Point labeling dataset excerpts
◇ ◇ ◇ ◇ ◇ ◇ ◇
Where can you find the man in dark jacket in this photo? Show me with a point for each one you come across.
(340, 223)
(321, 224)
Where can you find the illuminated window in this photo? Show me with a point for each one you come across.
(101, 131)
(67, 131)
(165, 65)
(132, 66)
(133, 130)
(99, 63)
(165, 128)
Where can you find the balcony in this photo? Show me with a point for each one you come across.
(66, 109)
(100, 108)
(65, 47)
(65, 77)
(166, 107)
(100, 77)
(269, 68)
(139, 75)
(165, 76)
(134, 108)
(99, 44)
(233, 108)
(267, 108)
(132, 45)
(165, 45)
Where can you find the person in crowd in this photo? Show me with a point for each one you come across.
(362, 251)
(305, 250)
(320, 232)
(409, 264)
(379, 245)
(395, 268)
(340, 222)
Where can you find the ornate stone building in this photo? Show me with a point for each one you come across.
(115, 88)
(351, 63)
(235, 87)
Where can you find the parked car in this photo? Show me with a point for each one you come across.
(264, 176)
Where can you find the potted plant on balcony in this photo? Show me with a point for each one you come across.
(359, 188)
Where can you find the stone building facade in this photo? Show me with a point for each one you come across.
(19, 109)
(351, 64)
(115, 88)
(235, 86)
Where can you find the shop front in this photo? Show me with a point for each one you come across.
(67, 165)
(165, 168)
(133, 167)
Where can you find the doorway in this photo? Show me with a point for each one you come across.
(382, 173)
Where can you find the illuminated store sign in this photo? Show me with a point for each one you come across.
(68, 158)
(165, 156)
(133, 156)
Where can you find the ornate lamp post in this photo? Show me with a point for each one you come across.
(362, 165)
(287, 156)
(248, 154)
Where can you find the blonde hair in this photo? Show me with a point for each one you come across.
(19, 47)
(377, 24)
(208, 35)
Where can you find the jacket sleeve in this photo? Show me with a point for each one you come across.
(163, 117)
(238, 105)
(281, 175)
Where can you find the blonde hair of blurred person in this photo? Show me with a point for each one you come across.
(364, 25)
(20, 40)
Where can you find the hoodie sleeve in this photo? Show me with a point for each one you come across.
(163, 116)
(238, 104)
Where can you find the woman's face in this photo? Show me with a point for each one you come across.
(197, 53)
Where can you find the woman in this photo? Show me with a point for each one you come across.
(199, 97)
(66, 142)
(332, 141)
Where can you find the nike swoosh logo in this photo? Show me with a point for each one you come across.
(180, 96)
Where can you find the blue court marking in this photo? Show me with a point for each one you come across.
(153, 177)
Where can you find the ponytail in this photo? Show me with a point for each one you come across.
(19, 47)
◇ ◇ ◇ ◇ ◇ ◇ ◇
WRITTEN PROBLEM:
Reproduce the material above, every line of it, exactly.

TASK ANSWER:
Where can you find the man in dark jacket in this photo? Show me with a point for each one you come across.
(340, 223)
(321, 224)
Where can you find the illuminated window in this photo? Show me with a point for each one you come across.
(101, 131)
(67, 131)
(165, 65)
(132, 66)
(133, 130)
(99, 63)
(165, 128)
Where can you find the balcony in this photo? Show me with a point for each one you come across.
(66, 109)
(100, 108)
(65, 47)
(65, 77)
(166, 107)
(100, 77)
(269, 68)
(139, 75)
(165, 76)
(134, 108)
(99, 44)
(233, 108)
(267, 108)
(132, 45)
(165, 45)
Where can you find the person in crowd in this photo? Show me with a point for each one you come across.
(362, 251)
(305, 250)
(320, 232)
(409, 264)
(379, 245)
(395, 268)
(340, 222)
Where can you find the ornate stone building in this photo? Show me with a point for each one you come across.
(115, 88)
(351, 63)
(235, 87)
Where can you find the parked car in this photo? Show me with a point for each one you come across.
(264, 176)
Where can you find the potted plant on balcony in this photo? Show me with a point for each one you come across.
(359, 188)
Where can you find the stone building facade in this photo? Show me with a point for each one you come across.
(19, 109)
(351, 64)
(115, 88)
(235, 86)
Where can you find the shop front in this photo? Show me with a point for each one you come across.
(67, 165)
(165, 168)
(133, 167)
Where can you find the doorway in this photo? Show me with a point for each one you come across.
(382, 173)
Where can you find the illuminated store sign in this photo? Show me with a point for each one you come across.
(68, 158)
(165, 156)
(133, 156)
Where can you find the ornate lamp post in this photo? Show me with a point for each one you come across.
(362, 165)
(287, 156)
(248, 154)
Where can you find the blonde hair in this photo? Show me with a point for each one you come across.
(19, 47)
(377, 24)
(208, 35)
Where can you find the jacket sleeve in this photo? Show me with a point for each one you come across.
(163, 117)
(238, 105)
(281, 175)
Where can you find the blonde hair of blurred person in this photo? Show me with a point for each one you come across.
(364, 25)
(20, 40)
Where can you find the hoodie sleeve in this photo? Show me with a point for each one you come across.
(163, 116)
(238, 104)
Where can you find the woman's face in this photo? Show me with a point for each one you come across.
(197, 53)
Where can you find the woman in this photo? Show me with a point for each one you come across.
(199, 97)
(66, 142)
(332, 141)
Where can you find the nike swoosh logo in this photo? Show me with a point for each one you come across.
(180, 96)
Where can you find the blue court marking in this photo? Show me with a point for each one you come across.
(153, 177)
Where can you find the ponytail in this photo? Show me with a point for each one you come across.
(19, 47)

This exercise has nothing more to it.